** Work required **
Format the listing, starting at its first line and ending at the line that contains "POLYGON ((103 31, 23", as a Markdown table with the columns Number and Listing line. Give one row per line and leave out blank lines.

* BEGIN Data entries *

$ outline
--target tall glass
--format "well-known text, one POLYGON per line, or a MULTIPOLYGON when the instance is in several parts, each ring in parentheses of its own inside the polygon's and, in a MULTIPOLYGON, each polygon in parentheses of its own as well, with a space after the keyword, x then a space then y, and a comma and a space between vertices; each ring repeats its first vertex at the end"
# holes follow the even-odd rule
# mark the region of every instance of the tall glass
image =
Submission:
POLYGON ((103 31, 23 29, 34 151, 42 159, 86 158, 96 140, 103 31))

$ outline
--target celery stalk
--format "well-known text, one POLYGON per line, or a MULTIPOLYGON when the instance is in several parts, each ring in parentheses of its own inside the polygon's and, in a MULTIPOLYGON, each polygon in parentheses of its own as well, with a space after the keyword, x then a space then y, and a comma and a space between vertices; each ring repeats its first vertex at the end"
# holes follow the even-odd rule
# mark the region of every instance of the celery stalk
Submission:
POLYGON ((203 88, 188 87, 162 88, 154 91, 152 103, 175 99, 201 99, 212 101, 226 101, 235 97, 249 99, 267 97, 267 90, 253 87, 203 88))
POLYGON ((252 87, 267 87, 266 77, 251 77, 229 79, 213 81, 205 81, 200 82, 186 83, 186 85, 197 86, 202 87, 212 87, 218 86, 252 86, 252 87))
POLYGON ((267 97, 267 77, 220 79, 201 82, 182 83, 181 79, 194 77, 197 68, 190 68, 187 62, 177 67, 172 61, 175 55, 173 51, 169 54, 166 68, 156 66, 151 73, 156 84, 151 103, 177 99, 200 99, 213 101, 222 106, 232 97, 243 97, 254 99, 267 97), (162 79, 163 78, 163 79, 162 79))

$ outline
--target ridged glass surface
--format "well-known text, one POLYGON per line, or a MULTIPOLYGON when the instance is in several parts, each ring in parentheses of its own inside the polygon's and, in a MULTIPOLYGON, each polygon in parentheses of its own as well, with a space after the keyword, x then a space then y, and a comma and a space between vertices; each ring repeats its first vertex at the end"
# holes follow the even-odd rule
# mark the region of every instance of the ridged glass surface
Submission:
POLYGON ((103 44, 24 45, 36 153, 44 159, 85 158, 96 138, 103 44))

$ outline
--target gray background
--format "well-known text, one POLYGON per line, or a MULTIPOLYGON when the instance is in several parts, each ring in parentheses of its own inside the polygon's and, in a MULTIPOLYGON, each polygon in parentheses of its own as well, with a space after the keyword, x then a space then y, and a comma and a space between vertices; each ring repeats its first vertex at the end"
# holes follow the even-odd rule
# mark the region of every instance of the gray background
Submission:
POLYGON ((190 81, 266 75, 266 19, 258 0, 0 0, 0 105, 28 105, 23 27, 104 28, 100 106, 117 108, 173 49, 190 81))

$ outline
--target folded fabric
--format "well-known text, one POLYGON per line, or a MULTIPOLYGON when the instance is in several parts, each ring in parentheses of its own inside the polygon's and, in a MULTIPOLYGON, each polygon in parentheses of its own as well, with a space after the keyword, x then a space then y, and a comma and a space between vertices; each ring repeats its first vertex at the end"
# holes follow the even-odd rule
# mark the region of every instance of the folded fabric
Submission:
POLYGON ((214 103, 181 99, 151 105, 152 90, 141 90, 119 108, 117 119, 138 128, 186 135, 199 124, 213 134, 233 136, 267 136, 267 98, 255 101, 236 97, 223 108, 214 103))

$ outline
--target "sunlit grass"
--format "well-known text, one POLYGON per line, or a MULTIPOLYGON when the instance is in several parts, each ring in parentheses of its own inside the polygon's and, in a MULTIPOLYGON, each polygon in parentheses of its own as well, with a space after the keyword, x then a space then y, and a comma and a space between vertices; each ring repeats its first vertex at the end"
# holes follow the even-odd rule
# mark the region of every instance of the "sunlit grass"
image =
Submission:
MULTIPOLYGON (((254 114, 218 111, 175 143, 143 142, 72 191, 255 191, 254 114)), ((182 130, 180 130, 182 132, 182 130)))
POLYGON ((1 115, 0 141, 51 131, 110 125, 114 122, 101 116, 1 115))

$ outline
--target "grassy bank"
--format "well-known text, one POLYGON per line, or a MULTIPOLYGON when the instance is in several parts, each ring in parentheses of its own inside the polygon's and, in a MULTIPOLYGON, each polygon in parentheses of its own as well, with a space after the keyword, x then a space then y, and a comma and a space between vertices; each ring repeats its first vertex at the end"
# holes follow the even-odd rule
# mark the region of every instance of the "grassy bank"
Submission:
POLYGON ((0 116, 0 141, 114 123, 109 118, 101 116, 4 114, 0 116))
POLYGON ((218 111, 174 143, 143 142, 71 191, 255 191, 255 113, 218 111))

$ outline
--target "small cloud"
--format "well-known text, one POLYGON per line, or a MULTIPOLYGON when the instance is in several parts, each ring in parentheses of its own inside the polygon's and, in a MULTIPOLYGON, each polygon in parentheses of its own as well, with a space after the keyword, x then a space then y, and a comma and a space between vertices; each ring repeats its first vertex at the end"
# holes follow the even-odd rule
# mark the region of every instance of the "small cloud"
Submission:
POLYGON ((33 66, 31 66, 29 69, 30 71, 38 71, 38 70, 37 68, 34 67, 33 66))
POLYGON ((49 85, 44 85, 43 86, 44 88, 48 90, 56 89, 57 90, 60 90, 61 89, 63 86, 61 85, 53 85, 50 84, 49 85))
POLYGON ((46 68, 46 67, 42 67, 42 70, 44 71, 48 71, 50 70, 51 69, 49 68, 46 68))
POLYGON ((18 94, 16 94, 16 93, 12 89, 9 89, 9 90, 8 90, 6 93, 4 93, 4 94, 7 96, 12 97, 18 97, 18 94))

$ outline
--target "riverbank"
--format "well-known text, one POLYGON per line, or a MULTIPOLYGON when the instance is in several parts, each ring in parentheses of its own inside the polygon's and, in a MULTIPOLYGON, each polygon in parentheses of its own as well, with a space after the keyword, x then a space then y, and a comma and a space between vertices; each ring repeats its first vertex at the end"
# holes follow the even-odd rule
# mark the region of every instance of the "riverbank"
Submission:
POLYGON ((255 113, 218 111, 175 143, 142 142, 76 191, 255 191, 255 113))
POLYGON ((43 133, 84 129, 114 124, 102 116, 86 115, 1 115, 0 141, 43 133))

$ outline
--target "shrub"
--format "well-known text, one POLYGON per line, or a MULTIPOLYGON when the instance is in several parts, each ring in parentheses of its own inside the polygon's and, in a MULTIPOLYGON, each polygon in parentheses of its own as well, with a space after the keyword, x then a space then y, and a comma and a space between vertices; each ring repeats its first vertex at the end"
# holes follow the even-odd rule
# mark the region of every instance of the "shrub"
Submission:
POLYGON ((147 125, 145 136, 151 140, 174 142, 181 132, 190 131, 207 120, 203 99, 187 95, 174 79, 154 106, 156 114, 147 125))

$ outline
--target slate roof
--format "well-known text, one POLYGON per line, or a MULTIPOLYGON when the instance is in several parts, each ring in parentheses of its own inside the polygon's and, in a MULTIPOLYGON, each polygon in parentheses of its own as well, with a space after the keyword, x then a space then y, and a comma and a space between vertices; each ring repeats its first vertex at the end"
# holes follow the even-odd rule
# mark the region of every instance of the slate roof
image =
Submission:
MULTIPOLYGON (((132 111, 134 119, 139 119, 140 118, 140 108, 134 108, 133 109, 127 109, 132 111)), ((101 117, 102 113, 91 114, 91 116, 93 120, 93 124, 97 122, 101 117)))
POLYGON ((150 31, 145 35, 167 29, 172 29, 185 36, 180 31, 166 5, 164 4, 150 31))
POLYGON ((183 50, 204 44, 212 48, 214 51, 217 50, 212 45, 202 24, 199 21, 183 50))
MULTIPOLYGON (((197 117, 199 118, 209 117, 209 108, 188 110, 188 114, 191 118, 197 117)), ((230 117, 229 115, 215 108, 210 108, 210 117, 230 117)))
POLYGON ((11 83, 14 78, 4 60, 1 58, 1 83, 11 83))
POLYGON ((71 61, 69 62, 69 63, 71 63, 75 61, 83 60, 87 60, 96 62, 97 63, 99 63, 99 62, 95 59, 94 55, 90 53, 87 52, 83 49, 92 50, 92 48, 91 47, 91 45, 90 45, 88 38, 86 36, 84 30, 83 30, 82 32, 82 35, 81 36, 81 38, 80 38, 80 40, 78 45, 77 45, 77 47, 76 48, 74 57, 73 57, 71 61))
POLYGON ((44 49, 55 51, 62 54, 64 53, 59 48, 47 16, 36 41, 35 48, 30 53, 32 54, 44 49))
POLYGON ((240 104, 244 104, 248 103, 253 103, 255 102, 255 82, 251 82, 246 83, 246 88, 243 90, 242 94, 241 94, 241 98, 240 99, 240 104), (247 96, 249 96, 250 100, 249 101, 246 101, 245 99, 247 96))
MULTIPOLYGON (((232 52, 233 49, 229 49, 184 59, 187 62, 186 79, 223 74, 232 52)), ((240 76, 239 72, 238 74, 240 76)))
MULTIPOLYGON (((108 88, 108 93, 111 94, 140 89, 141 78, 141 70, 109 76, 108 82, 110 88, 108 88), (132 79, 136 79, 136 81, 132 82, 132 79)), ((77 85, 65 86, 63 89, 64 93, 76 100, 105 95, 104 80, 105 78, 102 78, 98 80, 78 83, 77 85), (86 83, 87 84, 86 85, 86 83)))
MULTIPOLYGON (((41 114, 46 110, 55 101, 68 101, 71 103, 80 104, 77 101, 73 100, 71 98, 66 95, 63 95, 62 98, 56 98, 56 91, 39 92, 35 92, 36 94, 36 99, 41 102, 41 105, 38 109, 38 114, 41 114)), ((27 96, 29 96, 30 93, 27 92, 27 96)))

* END Data entries *

** Solution below **
| Number | Listing line |
|---|---|
| 1 | $ outline |
| 2 | --target tall glass |
| 3 | --format "well-known text, one POLYGON per line, or a MULTIPOLYGON when the instance is in several parts, each ring in parentheses of its own inside the polygon's and, in a MULTIPOLYGON, each polygon in parentheses of its own as well, with a space after the keyword, x then a space then y, and a comma and a space between vertices; each ring repeats its first vertex at the end" |
| 4 | # holes follow the even-odd rule |
| 5 | # mark the region of every instance of the tall glass |
| 6 | image = |
| 7 | Submission: |
| 8 | POLYGON ((103 31, 23 29, 34 151, 42 159, 86 158, 96 140, 103 31)) |